» **Text for analysis**

Vice Chairman of the Presidential Council
- Incumbent
- Assumed office 15 March 2021
- President: Mohamed al-Menfi
- Preceded by: Ahmed Maiteeq

Personal details
- Born: 1968 (age 57–58)

= Abdullah al-Lafi =

Libyan politician

Abdullah al-Lafi is a politician from Libya who serving as Vice-Chairman or Vice-President and Deputy Head of Presidential Council of Libya and Representative of Presidential Council of Libya.

== Biography ==
Lafi assumed his duties as Vice-President of the Libyan Presidential Council on March 15, 2021, under the presidency of Mohamed al-Menfi. The Presidential Council (al-Majlis ar-Rīʾāsiy) is a body established under the Libyan Political Agreement, signed on December 17, 2015. The Council acts as the head of state of Libya and is mandated to assume command of the Libyan armed forces.

» **Given information**
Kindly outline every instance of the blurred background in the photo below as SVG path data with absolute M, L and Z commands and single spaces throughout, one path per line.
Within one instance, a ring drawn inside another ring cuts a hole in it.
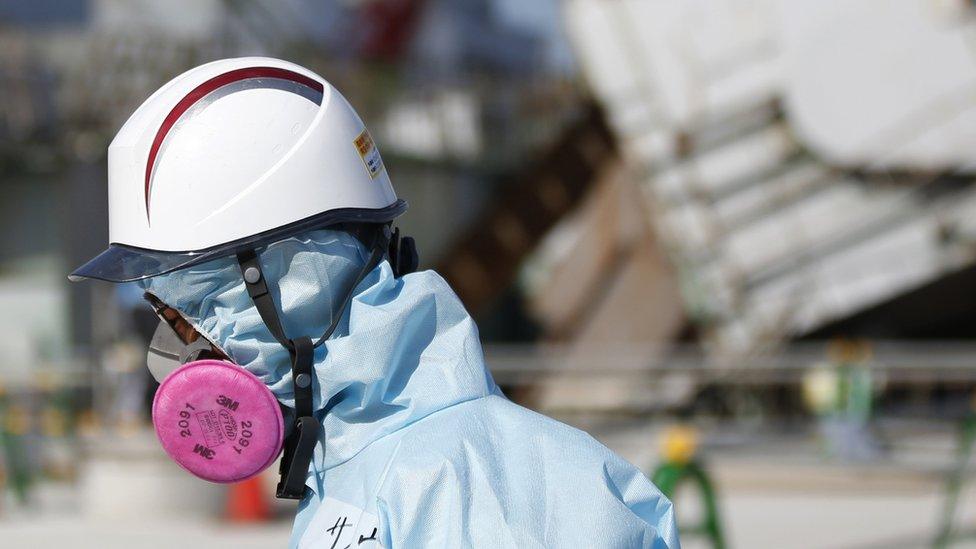
M 243 55 L 349 98 L 506 393 L 686 547 L 976 546 L 967 0 L 0 0 L 0 546 L 286 542 L 159 448 L 141 292 L 66 280 L 122 122 Z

» **Your tasks**
1 – Translate this sentence from the text on Abdullah al-Lafi into Spanish: "The Council acts as the head of state of Libya and is mandated to assume command of the Libyan armed forces."
2 – According to the text on Abdullah al-Lafi, on what date was the Libyan Political Agreement signed?
3 – Please carry on the text on Abdullah al-Lafi from its last sentence.
The listing has nothing to do with the text on Abdullah al-Lafi.

» **Answers for each item**
1 – El Consejo actúa como jefe de Estado de Libia y tiene el mandato de asumir el mando de las fuerzas armadas libias.

2 – December 17, 2015.

3 –
The agreement was unanimously endorsed by the United Nations and the Security Council, which welcomed the creation of the Presidential Council and recognized the Government of National Unity as the sole legitimate executive government of Libya. Following the withdrawal of recognition of the Government of National Unity by the House of Representatives in 2022 and the establishment of a rival government, the Presidential Council remains responsible for the Government of National Unity.

Al Lafi stated in November 2025 that the independence of the judiciary remains an essential guarantee for the protection of citizens' rights and respect for the rule of law. He emphasized that court decisions are binding and enforceable automatically, and must be respected without exception by all state institutions.